Report each line of the data below that contains the string "building". The match is case-sensitive.

Stored entries

***

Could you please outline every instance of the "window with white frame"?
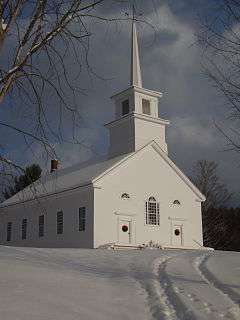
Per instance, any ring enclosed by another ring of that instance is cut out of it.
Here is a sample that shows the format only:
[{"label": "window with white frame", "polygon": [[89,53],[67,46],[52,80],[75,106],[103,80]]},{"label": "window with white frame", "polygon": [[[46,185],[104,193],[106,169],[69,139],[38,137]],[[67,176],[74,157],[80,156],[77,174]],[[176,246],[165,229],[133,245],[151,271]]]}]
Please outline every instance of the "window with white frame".
[{"label": "window with white frame", "polygon": [[57,213],[57,234],[63,234],[63,212]]},{"label": "window with white frame", "polygon": [[129,113],[129,100],[124,100],[122,102],[122,116]]},{"label": "window with white frame", "polygon": [[27,239],[27,219],[22,219],[22,240]]},{"label": "window with white frame", "polygon": [[39,238],[44,236],[44,214],[38,217],[38,236]]},{"label": "window with white frame", "polygon": [[79,208],[78,230],[85,231],[86,228],[86,207]]},{"label": "window with white frame", "polygon": [[7,241],[12,240],[12,222],[8,222],[7,224]]},{"label": "window with white frame", "polygon": [[150,197],[145,204],[146,209],[146,224],[160,225],[159,203],[154,197]]},{"label": "window with white frame", "polygon": [[150,100],[142,99],[142,112],[144,114],[151,114]]}]

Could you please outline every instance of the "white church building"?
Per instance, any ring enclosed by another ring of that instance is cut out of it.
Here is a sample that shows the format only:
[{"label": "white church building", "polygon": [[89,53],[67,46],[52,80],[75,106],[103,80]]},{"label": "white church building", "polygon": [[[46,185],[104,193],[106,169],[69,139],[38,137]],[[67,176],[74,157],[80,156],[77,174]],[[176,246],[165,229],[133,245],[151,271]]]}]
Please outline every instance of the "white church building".
[{"label": "white church building", "polygon": [[98,248],[107,244],[202,248],[205,197],[171,161],[160,92],[142,87],[132,26],[130,86],[112,97],[104,160],[58,169],[0,205],[0,243]]}]

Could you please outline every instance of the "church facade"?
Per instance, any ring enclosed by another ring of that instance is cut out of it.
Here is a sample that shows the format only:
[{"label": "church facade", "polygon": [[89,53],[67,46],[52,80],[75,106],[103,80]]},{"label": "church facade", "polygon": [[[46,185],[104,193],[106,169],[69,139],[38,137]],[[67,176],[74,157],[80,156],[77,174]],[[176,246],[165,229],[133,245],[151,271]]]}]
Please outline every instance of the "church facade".
[{"label": "church facade", "polygon": [[0,243],[98,248],[108,244],[202,248],[205,197],[171,161],[160,92],[142,87],[132,25],[130,86],[112,97],[105,159],[56,170],[0,207]]}]

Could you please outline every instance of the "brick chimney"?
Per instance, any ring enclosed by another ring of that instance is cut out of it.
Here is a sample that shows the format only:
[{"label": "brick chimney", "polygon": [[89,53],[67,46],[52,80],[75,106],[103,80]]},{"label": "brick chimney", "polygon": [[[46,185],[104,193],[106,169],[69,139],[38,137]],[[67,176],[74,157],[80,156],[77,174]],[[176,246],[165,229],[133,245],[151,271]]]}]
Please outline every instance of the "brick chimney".
[{"label": "brick chimney", "polygon": [[59,161],[57,159],[51,160],[51,170],[50,172],[54,172],[59,168]]}]

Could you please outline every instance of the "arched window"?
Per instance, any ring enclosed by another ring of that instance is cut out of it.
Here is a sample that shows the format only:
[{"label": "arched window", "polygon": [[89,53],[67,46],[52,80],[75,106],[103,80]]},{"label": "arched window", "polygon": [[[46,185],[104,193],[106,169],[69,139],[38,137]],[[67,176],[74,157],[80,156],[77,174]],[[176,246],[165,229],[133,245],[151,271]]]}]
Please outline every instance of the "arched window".
[{"label": "arched window", "polygon": [[160,225],[159,203],[154,197],[146,201],[146,224]]},{"label": "arched window", "polygon": [[122,198],[122,199],[130,199],[130,195],[125,192],[125,193],[123,193],[123,194],[121,195],[121,198]]},{"label": "arched window", "polygon": [[179,200],[174,200],[174,201],[173,201],[173,204],[176,204],[176,205],[180,206],[181,203],[180,203]]}]

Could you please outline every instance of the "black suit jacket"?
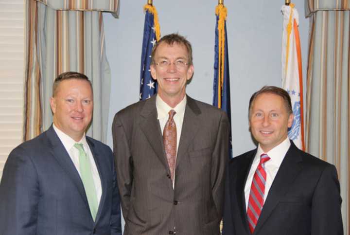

***

Task output:
Could you please outline every instance of the "white church building"?
[{"label": "white church building", "polygon": [[89,53],[67,46],[52,80],[75,106],[103,80]]},{"label": "white church building", "polygon": [[[46,185],[104,193],[106,169],[69,139],[38,137]],[[67,176],[74,157],[80,156],[77,174]],[[176,246],[165,229],[133,245],[151,271]]]}]
Please outline every instance of the "white church building".
[{"label": "white church building", "polygon": [[98,248],[107,244],[202,248],[205,197],[171,161],[160,92],[142,87],[132,26],[130,86],[112,97],[104,160],[58,169],[0,205],[0,243]]}]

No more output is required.